» Passage source
Cette fin d'année nous a finalement offert des œuvres très variées, mais les vraies réussites — celles qui ne se comptabilisent pas seulement en record de fréquentation — se comptent sur les doigts d'une main... et ne se trouvent pas en France, hélas !

Télévision

Une année-charnière ?

Créée par la nouvelle loi promulguée le 29 juillet 1982, la Haute Autorité de l'audiovisuel, chargée de veiller à l'indépendance des sociétés nationales de radiotélévision, est très officiellement installée par le président de la République, le Premier ministre et les ministres de tutelle le 31 août à la Maison de Radio-France. « La Haute Autorité est la clef de voûte du nouvel édifice audiovisuel », déclare le président François Mitterrand. « Elle est le signe le plus visible de la rupture avec le passé. » « Notre autorité sera ferme et juste », répond Michèle Cotta, présidente de cette commission de neuf sages, qui assure en outre que son double souci sera celui « du pluralisme et de la création ». La Haute Autorité confirme Pierre Desgraupes à la présidence d'Antenne 2 et nomme Michel May à la tête de TF1 en remplacement de Michel Boutet, et André Holleaux à FR3 à la place de Guy Thomas.

» Données fournies
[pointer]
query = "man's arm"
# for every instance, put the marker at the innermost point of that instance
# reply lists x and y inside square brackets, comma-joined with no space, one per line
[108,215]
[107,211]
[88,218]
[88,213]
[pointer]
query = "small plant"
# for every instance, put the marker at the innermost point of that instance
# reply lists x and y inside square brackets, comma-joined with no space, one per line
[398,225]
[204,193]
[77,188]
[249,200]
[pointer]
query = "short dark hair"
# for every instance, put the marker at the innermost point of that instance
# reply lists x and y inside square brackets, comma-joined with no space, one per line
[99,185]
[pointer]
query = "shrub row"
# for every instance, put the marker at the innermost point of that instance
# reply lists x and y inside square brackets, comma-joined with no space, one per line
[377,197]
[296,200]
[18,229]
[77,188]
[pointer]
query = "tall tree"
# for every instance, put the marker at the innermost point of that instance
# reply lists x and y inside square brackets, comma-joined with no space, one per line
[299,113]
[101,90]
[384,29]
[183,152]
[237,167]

» Objectif de l'exercice
Répondez brièvement à partir du passage sur la Haute Autorité de l'audiovisuel :
(a) Quelle est la date de promulgation de la loi qui crée la Haute Autorité ?
(b) En quel lieu la Haute Autorité est-elle installée le 31 août ?
(c) Qui la Haute Autorité nomme-t-elle à la tête de TF1, et en remplacement de qui ?

» Réponse
(a) Le 29 juillet 1982.
(b) À la Maison de Radio-France.
(c) Michel May, en remplacement de Michel Boutet.